This means that the certificates we get from the likes of Let's Encrypt aren't
checked to see if they contain what we _expect_. That means, when we come to
use them in our web servers etc, they might not work, or might not be as secure
as we asked for. Some quick examples of potential abuses:

- The certifcate we get has domains in its SAN that are different to what we
  requested
- We want a certificate for a TLS Server, but the certificate we get also has
  code signing in its Key Usage
- The signature type and length doesn't match what we were expecting
- We asked for the OSCP Must Staple extension, but didn't get it
  - Which has [already come to some people's attention](https://community.letsencrypt.org/t/certbot-enhance-must-staple/94107)

### Who's problem is that?

There's nothing stopping us from checking these things ourselves, and, quite
possibly, this was left intentionally out of the scope of ACMEv2. However, the
author believes that some best-practices should be established for verifying
certificates, something that perhaps all clients _should_ perform, and
something that might be worth considering as forming part of any future
versions of the ACME spec.

This isn't just about checking that issued certificates are _valid_, but also
ensuring that they contain _what was requested_.

### What do I do?

There's a few things:

1. Carry on as you are, it's probably not _that_ big of a deal.
1. Have a conversation in your DevSecOps team about how you check that the
certificates you get contain what you expect, and how you might want to
strengthen that capability.
1. Read the rest of document and think about what you can do to effect a
change to close the loop of "trust, but verify".


## In depth

There are several ways to get certificates from a Public Key Infrastucture
(PKI). Manually setting up your own PKI by using `openssl`, or even using it to
make self-signed certificates, is possible, but not usually very convenient or
useful. Copying and pasting CSRs into services that will then give you a
downloadable certificate was once the most common way of getting legitimate
certificates for the web. Then there's enrollment protocols like SCEP and EST,
used on some networking and mobile devices. But by far the most prolific
enrollment protocol is now ACMEv2, thanks to Let's Encrypt. ACMEv2 is not
Let's Encrypt, but Let's Encrypt had a big role to play in shaping ACMEv2.

Let's Encrypt's purpose is to give a free and easy way for people to make
websites safer by providing certificates to site owners. Then, there's no
reason to use HTTP... [most of the time](https://https.cio.gov/guide/#are-federally-operated-certificate-revocation-services-crl-ocsp-also-required-to-move-to-https).

### The process

The basic steps for ACMEv2 are:

1. Create an account with the service provider (usually Let's Encrypt).
1. Generate an order for some certificates with the service provider
1. Give the service provider a way to verify that the identities you wish to
use in the certificates are owned and controlled by you.
1. Request and obtain the certificates

A sub-set of this process is used for renewals of certificates, and revocation
of certificates is also possible. AJ ONeal has written a [step by step node.js example](https://coolaj86.com/articles/lets-encrypt-v2-step-by-step/) of how to interact with Let's Encrypt using ACMEv2.

- _Request A_
For each statement below, decide whether it agrees with the passage on checking ACME-issued certificates. Answer yes or no, and quote the passage's deciding words. (i) ACMEv2 and Let's Encrypt are the same thing. (ii) SCEP and EST are used on some networking and mobile devices. (iii) Copying and pasting CSRs into services is currently the most common way to get legitimate certificates for the web.
- _Request B_
In the passage on checking ACME-issued certificates, what is the first of the basic steps for ACMEv2?

- _Information shown_
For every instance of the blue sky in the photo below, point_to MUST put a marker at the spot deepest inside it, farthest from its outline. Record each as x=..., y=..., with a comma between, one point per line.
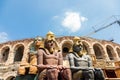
x=20, y=19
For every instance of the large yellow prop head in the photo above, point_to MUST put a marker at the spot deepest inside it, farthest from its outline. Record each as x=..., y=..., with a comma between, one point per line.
x=50, y=36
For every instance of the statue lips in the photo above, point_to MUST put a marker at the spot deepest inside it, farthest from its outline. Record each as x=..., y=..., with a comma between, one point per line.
x=77, y=48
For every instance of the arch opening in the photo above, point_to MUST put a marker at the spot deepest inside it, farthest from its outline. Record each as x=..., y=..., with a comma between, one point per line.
x=110, y=52
x=98, y=51
x=66, y=47
x=5, y=53
x=19, y=53
x=118, y=51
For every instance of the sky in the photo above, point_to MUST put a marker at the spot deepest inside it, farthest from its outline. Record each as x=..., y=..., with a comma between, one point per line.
x=21, y=19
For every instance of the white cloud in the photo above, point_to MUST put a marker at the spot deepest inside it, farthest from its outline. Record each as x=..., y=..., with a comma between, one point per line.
x=3, y=37
x=72, y=21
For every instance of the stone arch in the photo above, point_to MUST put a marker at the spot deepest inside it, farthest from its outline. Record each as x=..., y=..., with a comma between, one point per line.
x=11, y=78
x=118, y=51
x=5, y=53
x=18, y=52
x=99, y=51
x=10, y=75
x=110, y=52
x=86, y=46
x=66, y=46
x=29, y=44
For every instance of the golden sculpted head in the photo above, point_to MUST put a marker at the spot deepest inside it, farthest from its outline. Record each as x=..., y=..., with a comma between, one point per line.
x=50, y=42
x=77, y=41
x=50, y=36
x=38, y=41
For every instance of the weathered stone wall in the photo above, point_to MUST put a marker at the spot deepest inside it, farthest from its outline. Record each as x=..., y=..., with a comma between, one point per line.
x=13, y=52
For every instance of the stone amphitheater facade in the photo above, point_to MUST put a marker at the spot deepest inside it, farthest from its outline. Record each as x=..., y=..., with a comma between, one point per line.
x=13, y=52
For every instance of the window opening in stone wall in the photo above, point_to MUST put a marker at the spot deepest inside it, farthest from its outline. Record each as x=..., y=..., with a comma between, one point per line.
x=98, y=52
x=109, y=51
x=19, y=53
x=118, y=51
x=5, y=54
x=66, y=46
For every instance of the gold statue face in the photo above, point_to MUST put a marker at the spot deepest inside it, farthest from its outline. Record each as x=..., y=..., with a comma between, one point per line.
x=50, y=36
x=77, y=45
x=38, y=41
x=77, y=41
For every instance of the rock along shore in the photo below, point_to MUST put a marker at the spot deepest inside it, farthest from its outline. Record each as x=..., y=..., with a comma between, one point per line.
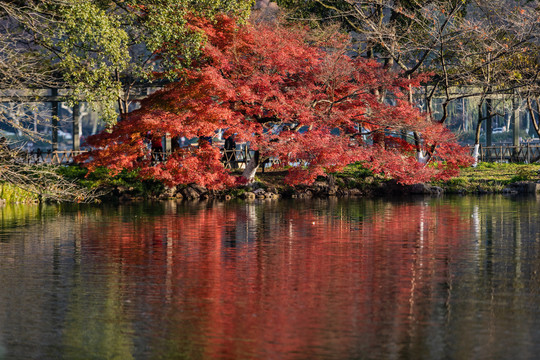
x=321, y=189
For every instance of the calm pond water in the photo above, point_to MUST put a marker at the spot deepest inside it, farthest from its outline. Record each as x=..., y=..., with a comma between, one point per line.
x=445, y=278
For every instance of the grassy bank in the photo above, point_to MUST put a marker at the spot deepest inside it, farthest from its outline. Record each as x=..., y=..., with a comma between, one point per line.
x=15, y=195
x=490, y=177
x=486, y=178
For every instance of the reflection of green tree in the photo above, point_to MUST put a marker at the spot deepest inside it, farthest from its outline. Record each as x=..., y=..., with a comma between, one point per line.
x=96, y=327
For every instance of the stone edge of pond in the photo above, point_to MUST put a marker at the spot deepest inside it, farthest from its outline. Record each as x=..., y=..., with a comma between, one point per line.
x=262, y=191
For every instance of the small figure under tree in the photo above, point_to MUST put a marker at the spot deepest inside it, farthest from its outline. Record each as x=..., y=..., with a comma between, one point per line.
x=291, y=96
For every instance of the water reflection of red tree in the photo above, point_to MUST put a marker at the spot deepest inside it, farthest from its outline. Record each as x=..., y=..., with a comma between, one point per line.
x=250, y=283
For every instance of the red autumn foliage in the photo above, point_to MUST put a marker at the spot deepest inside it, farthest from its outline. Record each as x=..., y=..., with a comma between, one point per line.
x=252, y=79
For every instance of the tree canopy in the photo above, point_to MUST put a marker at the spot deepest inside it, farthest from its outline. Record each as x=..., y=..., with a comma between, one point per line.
x=289, y=95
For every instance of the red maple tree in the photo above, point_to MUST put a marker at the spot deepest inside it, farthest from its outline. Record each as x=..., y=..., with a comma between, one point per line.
x=290, y=96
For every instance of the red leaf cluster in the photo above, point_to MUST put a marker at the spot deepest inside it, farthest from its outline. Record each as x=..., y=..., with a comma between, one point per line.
x=310, y=105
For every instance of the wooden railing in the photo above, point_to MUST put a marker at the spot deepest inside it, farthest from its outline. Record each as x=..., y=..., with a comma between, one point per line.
x=525, y=153
x=57, y=157
x=238, y=158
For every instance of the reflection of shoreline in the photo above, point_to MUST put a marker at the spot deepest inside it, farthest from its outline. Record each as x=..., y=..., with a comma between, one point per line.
x=344, y=279
x=277, y=266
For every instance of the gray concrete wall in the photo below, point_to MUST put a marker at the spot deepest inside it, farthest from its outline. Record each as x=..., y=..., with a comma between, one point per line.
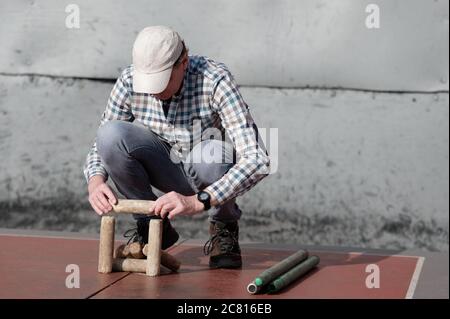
x=357, y=168
x=283, y=43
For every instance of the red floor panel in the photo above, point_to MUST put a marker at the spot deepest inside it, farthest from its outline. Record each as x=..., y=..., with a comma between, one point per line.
x=340, y=275
x=35, y=267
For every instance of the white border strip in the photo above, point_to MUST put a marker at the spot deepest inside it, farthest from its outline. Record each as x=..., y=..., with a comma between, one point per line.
x=415, y=278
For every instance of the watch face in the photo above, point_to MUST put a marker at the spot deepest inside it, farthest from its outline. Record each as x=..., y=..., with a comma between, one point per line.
x=204, y=196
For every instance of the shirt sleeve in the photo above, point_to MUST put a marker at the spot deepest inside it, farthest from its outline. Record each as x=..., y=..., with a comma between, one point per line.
x=252, y=158
x=117, y=108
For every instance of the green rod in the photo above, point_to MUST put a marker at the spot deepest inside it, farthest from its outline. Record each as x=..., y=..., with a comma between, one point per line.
x=276, y=270
x=293, y=274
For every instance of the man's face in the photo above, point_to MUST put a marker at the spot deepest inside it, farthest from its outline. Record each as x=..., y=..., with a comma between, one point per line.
x=176, y=79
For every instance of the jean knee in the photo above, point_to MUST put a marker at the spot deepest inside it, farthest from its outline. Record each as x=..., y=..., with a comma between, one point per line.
x=109, y=138
x=208, y=162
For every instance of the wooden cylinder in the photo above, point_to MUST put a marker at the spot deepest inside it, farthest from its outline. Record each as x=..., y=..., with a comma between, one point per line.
x=130, y=264
x=167, y=260
x=154, y=247
x=122, y=251
x=134, y=206
x=106, y=247
x=135, y=250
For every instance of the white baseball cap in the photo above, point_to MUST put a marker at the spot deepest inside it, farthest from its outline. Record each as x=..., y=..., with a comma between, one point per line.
x=155, y=51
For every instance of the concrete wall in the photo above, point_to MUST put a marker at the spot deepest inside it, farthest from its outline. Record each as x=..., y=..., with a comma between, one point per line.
x=359, y=168
x=284, y=43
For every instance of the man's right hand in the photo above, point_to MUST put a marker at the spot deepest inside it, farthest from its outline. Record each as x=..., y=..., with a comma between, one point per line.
x=101, y=197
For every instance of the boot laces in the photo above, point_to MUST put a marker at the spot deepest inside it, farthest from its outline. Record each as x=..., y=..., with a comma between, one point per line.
x=224, y=238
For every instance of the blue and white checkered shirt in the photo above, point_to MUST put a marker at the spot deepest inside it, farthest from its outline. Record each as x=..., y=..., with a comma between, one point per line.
x=210, y=96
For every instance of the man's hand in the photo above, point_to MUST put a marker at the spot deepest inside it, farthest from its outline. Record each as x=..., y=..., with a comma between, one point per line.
x=173, y=204
x=101, y=197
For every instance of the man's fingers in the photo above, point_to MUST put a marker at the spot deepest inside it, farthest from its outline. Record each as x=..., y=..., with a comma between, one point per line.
x=109, y=193
x=94, y=206
x=160, y=202
x=178, y=210
x=166, y=208
x=102, y=202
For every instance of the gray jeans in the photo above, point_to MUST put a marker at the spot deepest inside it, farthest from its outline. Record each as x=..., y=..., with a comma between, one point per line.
x=136, y=159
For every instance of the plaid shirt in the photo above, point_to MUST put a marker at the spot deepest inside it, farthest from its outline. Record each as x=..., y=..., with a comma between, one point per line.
x=210, y=96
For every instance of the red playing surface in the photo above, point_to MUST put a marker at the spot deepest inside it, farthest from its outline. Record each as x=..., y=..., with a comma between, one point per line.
x=34, y=267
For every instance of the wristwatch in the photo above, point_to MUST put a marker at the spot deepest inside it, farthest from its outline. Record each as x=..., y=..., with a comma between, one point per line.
x=205, y=198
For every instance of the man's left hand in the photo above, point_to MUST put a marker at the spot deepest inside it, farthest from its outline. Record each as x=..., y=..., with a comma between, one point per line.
x=173, y=204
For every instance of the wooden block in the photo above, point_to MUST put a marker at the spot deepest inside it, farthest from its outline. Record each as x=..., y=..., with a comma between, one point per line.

- _Complete response A_
(i) No: "ACMEv2 is not Let's Encrypt, but Let's Encrypt had a big role to play in shaping ACMEv2."
(ii) Yes: "Then there's enrollment protocols like SCEP and EST, used on some networking and mobile devices."
(iii) No: "Copying and pasting CSRs into services that will then give you a downloadable certificate was once the most common way of getting legitimate certificates for the web."

- _Complete response B_
The first step is to create an account with the service provider, which is usually Let's Encrypt.